_DOCUMENT EXCERPT_:
X (Twitter) Facebook Pinterest LinkedIn E-mail

AMD and Intel have taken an uncommon step in an industry accustomed to competing in each processor generation: collaborating on a common extension to accelerate AI workloads within the x86 architecture. The proposal is called ACE, short for AI Compute Extensions, aiming to make matrix acceleration a standard and shared capability for future x86 chips.

The initiative is part of the work by the x86 Ecosystem Advisory Group, a group created by AMD, Intel, and other partners to enhance compatibility and the evolution of x86 in a period marked by pressure from Arm, specialized accelerators, and the growth of Artificial Intelligence. The technical whitepaper on ACE, dated April 15, 2026, presents the extension as a way to improve performance, scalability, and energy efficiency in matrix multiplication operations, which form the basis for training and inference of language models and neural networks.

Why ACE Matters for x86

Matrix multiplication is a core operation in modern Artificial Intelligence. It appears in forward propagation, backpropagation, weight updates, neural network layers, and primitives used in language models. Vector extensions like AVX10 already enable computations of this kind, but AMD and Intel acknowledge in the document that computing density and scalability might fall short for certain workloads.

ACE aims to fill this gap without breaking away from the existing x86 environment. The key is integration with AVX10, rather than establishing a completely separate island. This would allow reuse of work already done by compilers, libraries, runtimes, and existing optimizations, reducing the burden on developers and software vendors.

The proposal relies on outer product operations—a technique that increases computational density compared to conventional vector operations. According to the document, an ACE outer product operation could offer up to 16 times higher density than an equivalent multiply-accumulate operation in AVX10, using the same input vectors.

Technical Aspect	What ACE Contributes
Integration	Works as a natural extension of AVX10
Core Operation	Outer product for matrix acceleration
Compute Density	Up to 16 times higher than an equivalent AVX10 operation
Native Formats	INT8, OCP FP8, OCP MXFP8, OCP MXINT8, BF16
New State	8 tile registers and one block scale register
Target Software	Compilers, debuggers, profilers, HPC libraries, and machine learning frameworks

This approach has a strategic interpretation. AMD and Intel are not trying to turn every x86 CPU into a GPU or dedicated NPU, but they want the general-purpose processor to have better tools to execute relevant parts of AI workloads. This can be beneficial in laptops, workstations, servers, HPC environments, and systems where moving every operation to specialized hardware doesn’t always make sense.

From Laptop to Data Center

One of the most important messages in the whitepaper is scalability. ACE is presented as a matrix acceleration architecture applicable from laptops to data center servers. The idea is for developers to have a more unified base within the x86 world, rather than relying on fragmented solutions or incompatible extensions between manufacturers.

This does not mean ACE will replace GPUs, AI accelerators, or NPUs. The largest training workloads and many inference tasks will continue to utilize specialized hardware. But it can reduce friction in hybrid operations, preprocessing, auxiliary kernels, local inference, numerical libraries, or parts of models where the CPU still plays an important role.

The document also explains that ACE presents itself to software as a new “palette” within the AMX framework, allowing reuse of parts of the system programming model and related OS support. This technical choice is important as it lowers the barrier for adoption in low-level software.

_WHAT TO WORK ON_:
Please reproduce everything in the ACE article above from "This does not" down to "an important role.".

_GIVEN INFORMATION_:
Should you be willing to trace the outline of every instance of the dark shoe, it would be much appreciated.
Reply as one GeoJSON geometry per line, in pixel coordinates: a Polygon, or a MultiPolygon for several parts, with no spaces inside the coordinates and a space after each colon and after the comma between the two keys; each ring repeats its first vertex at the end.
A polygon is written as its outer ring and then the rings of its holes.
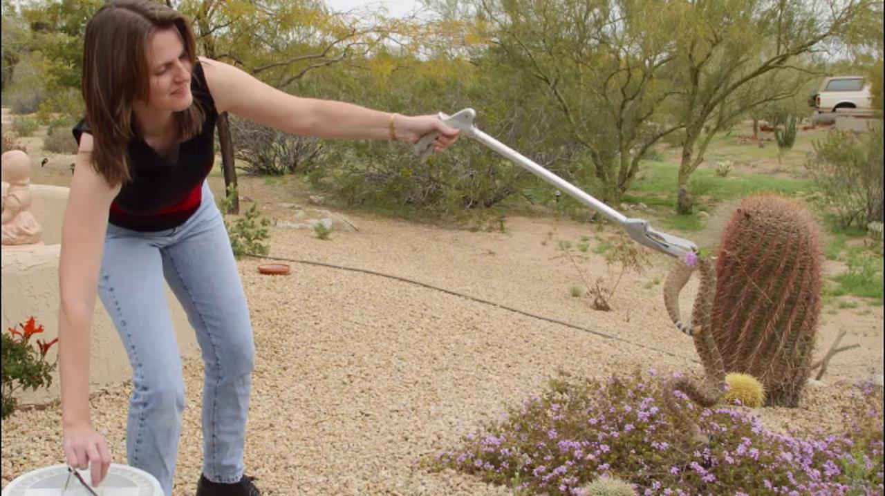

_PROBLEM SOLUTION_:
This does not mean ACE will replace GPUs, AI accelerators, or NPUs. The largest training workloads and many inference tasks will continue to utilize specialized hardware. But it can reduce friction in hybrid operations, preprocessing, auxiliary kernels, local inference, numerical libraries, or parts of models where the CPU still plays an important role.